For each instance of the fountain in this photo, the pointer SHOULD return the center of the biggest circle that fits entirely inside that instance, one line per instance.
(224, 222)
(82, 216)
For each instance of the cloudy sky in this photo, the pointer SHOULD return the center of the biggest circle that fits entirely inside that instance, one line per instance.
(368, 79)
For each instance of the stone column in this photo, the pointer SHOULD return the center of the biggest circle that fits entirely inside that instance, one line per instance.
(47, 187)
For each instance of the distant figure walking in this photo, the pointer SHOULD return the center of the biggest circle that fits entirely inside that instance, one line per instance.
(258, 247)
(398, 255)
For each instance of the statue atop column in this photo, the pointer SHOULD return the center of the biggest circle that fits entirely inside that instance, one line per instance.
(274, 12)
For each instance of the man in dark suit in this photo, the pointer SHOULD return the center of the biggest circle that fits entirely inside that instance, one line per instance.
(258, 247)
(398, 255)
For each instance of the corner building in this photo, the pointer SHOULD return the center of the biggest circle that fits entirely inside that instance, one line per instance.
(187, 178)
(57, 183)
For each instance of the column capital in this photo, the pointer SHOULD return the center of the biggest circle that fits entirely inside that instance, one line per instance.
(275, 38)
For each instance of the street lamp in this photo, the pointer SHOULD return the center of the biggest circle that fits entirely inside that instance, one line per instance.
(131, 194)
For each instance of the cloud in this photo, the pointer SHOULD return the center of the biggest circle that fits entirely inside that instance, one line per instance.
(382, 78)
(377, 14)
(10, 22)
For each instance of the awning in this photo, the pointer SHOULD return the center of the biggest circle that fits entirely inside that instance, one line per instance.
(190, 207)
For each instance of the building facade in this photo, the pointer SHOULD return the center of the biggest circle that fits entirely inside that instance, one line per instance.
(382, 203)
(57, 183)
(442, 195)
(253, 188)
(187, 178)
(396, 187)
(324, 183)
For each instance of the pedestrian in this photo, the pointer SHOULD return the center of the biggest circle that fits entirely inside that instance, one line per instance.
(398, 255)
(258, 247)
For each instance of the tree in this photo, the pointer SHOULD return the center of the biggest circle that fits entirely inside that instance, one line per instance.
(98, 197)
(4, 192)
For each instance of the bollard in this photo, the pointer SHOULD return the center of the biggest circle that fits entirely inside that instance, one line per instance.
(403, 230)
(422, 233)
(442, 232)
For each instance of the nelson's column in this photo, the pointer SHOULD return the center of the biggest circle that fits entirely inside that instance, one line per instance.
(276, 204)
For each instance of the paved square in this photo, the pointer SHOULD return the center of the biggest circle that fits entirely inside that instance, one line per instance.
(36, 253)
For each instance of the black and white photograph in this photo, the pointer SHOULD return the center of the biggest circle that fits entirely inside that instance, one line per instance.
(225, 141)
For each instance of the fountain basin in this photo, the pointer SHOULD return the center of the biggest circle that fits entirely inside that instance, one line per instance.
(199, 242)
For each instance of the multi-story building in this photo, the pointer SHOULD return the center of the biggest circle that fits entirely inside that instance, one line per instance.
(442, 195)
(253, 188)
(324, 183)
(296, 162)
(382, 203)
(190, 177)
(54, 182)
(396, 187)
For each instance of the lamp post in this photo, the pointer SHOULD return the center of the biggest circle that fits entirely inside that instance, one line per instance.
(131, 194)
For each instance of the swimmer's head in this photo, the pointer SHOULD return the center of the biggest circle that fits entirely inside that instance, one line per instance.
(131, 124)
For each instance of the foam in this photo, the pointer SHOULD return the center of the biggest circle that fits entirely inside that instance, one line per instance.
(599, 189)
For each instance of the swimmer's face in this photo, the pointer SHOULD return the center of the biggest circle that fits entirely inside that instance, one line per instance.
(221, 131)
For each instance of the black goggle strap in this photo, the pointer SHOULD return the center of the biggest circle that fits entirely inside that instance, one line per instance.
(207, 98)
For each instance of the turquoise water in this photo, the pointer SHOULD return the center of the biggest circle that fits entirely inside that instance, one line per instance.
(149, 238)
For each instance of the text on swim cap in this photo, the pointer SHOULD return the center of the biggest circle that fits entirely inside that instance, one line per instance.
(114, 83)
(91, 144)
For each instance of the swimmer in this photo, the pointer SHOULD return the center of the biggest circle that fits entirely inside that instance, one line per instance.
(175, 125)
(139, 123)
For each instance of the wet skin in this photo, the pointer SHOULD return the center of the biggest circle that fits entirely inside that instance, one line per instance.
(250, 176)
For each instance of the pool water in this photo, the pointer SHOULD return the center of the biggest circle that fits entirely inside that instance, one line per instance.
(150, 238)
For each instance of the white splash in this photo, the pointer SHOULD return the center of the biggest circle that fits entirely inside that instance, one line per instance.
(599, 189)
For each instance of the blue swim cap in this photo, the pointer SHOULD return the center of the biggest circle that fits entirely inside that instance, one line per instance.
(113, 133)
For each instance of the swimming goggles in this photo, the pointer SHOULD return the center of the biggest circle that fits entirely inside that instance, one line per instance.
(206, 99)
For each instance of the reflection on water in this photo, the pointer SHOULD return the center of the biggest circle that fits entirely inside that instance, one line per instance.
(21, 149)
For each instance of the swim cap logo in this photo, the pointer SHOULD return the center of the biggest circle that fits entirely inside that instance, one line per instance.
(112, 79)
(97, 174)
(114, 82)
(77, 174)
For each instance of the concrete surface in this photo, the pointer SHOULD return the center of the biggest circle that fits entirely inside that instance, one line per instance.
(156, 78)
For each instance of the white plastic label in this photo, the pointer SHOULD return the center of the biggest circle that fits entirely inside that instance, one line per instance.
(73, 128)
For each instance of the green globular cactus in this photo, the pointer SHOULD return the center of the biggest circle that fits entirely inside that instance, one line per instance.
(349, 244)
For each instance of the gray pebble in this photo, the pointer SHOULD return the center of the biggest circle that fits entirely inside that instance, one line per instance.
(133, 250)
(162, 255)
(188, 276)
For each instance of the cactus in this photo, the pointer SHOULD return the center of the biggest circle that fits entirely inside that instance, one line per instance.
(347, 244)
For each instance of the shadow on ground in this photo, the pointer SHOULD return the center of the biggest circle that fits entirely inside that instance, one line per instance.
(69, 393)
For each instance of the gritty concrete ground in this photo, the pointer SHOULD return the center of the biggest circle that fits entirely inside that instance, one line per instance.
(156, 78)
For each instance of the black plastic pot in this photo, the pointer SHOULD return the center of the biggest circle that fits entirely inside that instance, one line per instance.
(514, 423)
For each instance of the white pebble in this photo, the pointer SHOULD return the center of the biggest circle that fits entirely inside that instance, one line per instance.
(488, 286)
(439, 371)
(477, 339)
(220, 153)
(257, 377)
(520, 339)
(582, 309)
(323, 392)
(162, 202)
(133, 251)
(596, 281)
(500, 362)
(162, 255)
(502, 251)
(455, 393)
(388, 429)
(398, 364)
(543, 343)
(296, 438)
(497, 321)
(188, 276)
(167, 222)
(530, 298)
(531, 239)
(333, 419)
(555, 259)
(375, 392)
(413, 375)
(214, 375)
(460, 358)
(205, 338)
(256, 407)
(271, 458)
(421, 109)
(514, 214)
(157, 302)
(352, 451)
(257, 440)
•••••
* [The problem]: Write out, word for word, every line from the one containing "For each instance of the white pebble" through the last line of the records above.

* [Answer for this exercise]:
For each instance of the white pebble in this photo, the pointer SHOULD return the center of the biggest circle that fits entirely inside that instance, one line per instance.
(488, 286)
(439, 371)
(477, 339)
(220, 153)
(257, 377)
(520, 339)
(582, 309)
(323, 392)
(162, 202)
(133, 251)
(596, 281)
(500, 362)
(162, 255)
(502, 251)
(455, 393)
(388, 429)
(398, 364)
(543, 343)
(296, 438)
(497, 321)
(188, 276)
(167, 222)
(530, 298)
(531, 239)
(333, 419)
(555, 259)
(375, 392)
(413, 375)
(214, 375)
(460, 358)
(205, 338)
(256, 407)
(271, 458)
(421, 109)
(514, 214)
(157, 302)
(352, 451)
(257, 440)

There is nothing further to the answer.